» **TASK PROMPT**
Could you quote, exactly as they stand, the lines running from the one with "point_to annotates the white horse in" to the final line of the material?
** Begin DATA LINES **
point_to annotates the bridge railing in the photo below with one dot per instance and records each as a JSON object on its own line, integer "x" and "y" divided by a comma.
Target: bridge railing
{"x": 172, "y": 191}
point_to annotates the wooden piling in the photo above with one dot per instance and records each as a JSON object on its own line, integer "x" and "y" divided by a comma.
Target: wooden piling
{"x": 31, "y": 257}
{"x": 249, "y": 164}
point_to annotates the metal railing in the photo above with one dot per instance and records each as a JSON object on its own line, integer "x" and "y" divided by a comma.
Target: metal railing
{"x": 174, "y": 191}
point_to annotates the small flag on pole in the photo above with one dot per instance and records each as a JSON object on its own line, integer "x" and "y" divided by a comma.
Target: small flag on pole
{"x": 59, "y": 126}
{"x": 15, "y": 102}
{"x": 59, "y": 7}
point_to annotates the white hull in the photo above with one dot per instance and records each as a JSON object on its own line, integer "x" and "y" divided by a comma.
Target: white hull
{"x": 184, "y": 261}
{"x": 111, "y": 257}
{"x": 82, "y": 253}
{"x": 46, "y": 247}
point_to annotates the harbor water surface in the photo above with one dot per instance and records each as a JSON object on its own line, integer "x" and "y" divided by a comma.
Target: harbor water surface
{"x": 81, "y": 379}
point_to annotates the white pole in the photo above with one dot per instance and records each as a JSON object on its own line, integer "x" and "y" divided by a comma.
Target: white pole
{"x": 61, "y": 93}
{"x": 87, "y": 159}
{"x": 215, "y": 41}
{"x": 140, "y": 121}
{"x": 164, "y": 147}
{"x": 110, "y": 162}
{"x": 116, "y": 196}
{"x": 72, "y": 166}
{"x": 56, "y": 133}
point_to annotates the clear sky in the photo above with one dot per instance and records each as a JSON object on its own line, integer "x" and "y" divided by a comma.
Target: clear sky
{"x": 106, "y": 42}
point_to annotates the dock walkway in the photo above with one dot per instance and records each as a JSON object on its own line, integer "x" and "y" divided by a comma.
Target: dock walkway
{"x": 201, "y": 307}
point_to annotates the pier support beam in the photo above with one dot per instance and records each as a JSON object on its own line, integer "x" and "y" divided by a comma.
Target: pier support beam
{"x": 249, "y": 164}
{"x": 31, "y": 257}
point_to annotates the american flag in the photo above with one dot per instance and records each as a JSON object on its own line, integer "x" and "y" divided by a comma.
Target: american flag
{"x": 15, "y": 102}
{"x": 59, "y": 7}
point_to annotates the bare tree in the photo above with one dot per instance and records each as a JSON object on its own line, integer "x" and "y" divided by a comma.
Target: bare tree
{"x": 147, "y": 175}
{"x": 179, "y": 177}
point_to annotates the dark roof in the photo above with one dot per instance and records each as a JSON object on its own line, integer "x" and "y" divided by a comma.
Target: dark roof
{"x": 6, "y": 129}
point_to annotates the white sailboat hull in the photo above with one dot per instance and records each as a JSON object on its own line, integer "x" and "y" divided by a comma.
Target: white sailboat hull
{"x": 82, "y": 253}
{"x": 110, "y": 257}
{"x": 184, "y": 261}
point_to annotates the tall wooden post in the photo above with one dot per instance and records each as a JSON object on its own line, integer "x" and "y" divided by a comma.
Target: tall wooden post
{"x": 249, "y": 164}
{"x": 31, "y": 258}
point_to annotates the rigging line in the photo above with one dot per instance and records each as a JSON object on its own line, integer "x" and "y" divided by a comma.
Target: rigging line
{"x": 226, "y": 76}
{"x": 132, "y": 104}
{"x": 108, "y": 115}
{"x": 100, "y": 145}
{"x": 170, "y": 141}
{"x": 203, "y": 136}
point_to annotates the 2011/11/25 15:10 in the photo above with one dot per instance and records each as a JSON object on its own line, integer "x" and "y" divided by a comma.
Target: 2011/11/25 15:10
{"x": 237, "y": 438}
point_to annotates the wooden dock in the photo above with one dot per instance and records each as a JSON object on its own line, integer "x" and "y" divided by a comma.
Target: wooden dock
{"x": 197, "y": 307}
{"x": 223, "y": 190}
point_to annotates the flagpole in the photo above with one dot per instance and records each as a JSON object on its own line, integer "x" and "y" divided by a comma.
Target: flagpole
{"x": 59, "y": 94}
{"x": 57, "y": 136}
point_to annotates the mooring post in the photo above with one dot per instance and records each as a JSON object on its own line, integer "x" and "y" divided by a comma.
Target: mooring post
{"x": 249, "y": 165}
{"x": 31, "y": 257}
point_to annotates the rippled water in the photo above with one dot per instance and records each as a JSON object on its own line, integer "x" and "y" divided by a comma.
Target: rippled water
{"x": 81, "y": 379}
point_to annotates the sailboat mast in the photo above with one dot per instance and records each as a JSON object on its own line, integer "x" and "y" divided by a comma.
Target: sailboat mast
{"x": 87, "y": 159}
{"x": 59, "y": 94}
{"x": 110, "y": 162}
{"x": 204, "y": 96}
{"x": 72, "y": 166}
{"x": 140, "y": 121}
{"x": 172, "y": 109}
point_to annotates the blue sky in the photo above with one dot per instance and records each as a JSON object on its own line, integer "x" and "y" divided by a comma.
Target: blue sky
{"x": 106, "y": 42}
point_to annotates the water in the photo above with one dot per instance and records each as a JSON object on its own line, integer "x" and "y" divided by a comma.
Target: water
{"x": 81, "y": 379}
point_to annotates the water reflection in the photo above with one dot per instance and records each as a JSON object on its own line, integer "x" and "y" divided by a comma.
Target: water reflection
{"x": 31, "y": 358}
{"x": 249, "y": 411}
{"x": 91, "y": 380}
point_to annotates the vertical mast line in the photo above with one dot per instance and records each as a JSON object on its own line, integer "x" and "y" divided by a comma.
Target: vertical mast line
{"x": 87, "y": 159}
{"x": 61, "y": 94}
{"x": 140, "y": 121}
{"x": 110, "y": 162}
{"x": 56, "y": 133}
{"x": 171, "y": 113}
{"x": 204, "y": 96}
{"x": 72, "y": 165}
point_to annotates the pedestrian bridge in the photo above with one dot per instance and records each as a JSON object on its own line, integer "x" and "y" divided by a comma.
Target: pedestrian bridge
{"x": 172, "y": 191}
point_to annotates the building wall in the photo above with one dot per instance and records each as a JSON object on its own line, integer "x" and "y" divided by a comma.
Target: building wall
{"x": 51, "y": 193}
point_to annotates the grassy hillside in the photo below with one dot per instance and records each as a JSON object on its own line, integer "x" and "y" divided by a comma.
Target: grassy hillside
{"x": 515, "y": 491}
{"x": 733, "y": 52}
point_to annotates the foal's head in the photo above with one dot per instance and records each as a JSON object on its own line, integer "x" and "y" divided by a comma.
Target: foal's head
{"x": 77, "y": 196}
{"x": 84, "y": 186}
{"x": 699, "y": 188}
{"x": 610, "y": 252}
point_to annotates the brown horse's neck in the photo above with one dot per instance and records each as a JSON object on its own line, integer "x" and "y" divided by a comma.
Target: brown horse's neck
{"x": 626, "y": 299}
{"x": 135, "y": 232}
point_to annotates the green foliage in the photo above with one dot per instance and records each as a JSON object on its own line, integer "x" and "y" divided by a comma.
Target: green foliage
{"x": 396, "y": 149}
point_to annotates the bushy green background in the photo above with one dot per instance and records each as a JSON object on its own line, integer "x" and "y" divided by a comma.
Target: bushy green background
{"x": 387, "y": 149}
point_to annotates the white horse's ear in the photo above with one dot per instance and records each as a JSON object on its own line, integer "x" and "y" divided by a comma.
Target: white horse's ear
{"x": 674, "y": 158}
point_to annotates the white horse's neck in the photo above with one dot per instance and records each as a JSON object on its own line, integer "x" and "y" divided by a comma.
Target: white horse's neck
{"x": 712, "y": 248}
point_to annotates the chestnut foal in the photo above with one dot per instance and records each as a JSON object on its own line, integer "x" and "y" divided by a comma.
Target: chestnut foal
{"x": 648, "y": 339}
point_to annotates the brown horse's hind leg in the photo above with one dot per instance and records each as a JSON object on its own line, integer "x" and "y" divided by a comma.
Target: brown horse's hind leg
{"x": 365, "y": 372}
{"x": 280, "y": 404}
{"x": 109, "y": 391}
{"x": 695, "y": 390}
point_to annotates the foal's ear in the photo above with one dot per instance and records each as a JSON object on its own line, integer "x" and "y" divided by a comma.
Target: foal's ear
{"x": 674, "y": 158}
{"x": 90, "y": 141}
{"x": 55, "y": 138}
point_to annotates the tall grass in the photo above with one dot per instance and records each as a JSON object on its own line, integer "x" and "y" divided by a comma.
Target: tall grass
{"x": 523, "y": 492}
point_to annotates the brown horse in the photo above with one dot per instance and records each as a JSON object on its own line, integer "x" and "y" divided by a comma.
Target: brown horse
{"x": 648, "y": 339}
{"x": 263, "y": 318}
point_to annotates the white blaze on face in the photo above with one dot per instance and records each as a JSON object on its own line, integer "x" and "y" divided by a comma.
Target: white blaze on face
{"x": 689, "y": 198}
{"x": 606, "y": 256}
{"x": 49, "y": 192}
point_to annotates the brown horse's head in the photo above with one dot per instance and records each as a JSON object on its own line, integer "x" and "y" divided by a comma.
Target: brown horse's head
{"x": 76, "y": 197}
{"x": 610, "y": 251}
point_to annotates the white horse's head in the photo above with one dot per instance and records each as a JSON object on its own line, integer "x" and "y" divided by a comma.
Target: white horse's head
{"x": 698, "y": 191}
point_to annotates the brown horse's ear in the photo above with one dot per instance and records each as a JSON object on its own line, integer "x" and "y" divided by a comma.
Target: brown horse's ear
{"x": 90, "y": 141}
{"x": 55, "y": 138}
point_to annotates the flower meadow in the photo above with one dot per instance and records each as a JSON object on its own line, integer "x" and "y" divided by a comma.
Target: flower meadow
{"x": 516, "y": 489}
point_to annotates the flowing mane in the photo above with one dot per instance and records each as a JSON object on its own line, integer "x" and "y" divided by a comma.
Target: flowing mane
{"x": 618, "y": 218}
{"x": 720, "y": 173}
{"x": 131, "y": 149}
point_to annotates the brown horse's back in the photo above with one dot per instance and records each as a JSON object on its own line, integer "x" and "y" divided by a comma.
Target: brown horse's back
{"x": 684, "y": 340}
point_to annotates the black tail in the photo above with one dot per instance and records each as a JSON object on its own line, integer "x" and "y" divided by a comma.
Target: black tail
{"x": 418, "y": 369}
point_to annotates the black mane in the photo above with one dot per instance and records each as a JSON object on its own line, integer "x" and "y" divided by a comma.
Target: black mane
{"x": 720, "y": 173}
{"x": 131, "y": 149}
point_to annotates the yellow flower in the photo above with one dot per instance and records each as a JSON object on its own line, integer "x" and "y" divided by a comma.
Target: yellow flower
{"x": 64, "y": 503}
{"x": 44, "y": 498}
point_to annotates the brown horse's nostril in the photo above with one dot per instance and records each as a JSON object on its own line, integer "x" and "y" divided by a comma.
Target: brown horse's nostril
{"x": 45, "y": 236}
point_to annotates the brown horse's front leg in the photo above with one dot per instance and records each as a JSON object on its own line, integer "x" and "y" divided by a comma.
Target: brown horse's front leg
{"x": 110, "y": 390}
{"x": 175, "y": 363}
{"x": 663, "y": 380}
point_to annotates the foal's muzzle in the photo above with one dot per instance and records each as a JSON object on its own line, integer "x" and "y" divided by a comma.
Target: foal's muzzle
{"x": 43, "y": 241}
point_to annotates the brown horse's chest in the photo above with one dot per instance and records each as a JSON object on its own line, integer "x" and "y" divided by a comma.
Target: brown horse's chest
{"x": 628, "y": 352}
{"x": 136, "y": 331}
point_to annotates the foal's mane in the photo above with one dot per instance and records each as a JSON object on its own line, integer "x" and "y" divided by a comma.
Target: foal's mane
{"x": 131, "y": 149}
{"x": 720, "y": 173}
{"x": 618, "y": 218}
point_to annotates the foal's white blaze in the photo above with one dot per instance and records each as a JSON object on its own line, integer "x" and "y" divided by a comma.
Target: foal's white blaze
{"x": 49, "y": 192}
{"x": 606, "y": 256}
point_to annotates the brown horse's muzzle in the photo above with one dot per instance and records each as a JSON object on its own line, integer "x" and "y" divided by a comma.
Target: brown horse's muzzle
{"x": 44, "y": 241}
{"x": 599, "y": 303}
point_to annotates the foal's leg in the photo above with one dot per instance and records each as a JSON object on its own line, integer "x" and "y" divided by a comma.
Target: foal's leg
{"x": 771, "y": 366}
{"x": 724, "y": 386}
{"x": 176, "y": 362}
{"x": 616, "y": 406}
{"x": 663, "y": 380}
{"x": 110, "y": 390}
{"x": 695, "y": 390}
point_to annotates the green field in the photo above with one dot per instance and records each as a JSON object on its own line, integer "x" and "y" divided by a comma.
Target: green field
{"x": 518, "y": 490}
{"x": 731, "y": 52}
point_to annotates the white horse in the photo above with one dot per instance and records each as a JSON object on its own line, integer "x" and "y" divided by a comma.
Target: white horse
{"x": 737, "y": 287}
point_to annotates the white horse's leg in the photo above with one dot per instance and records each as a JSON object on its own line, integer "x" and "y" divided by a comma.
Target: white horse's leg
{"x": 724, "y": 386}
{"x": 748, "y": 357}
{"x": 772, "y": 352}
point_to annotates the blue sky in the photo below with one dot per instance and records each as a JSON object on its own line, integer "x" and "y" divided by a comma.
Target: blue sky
** End DATA LINES **
» **FULL RESPONSE**
point_to annotates the white horse in the photo above with one dot per instance and records each as a JSON object on its own line, integer "x" and "y" divided by a comma.
Target: white horse
{"x": 737, "y": 287}
point_to annotates the white horse's leg in the photo above with one dot per instance and records each as a JSON object on its own line, integer "x" and "y" divided by a comma.
Target: white horse's leg
{"x": 724, "y": 386}
{"x": 748, "y": 357}
{"x": 772, "y": 352}
point_to annotates the blue sky in the photo below with one dot per instance and records each as a JSON object on its own line, integer "x" and "y" divided by a comma.
Target: blue sky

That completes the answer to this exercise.